> [THE TASK]:
Which lines below contain the word "distant"? Find each one and copy it out in full.

> [INPUT FOR THIS TASK]:
(begin)

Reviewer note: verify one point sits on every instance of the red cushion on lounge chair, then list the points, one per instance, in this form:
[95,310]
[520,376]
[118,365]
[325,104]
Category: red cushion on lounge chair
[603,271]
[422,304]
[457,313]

(end)
(begin)

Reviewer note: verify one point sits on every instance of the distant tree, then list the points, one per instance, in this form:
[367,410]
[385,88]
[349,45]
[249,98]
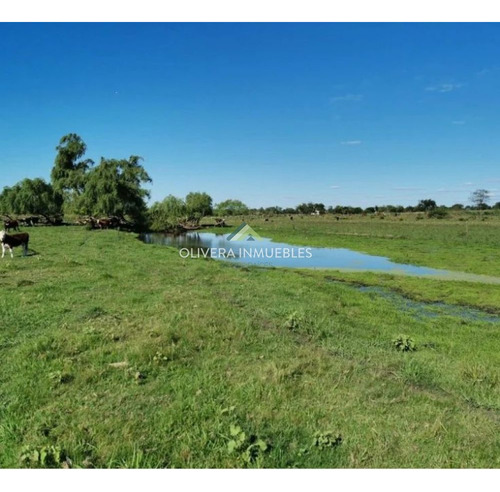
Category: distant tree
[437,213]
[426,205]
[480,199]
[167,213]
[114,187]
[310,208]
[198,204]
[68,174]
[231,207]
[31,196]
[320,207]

(end)
(begin)

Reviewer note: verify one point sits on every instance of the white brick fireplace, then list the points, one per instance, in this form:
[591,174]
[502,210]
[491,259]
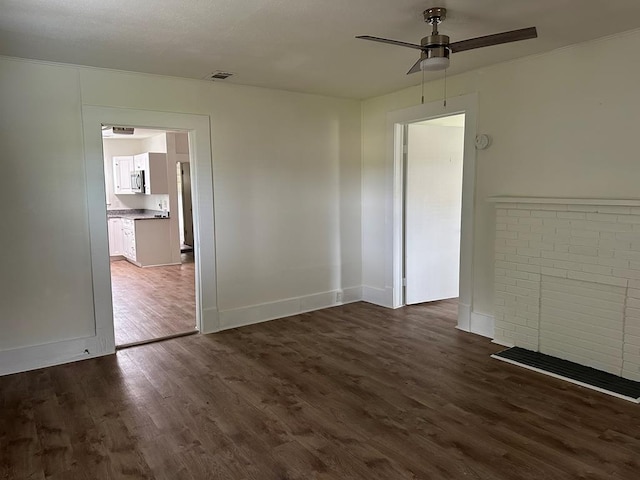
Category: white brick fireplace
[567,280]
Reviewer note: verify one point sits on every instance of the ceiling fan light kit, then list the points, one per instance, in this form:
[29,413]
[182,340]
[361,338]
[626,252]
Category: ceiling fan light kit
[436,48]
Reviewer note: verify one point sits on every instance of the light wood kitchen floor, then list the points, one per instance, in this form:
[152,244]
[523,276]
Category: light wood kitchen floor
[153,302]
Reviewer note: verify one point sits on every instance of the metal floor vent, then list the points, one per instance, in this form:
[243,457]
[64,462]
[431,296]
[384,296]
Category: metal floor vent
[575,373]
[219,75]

(end)

> [RESPONSE TO THE TASK]:
Reviewer note: verify one point sits on every instance of the distant tree, then list the points, one per instance, in this form:
Category: distant tree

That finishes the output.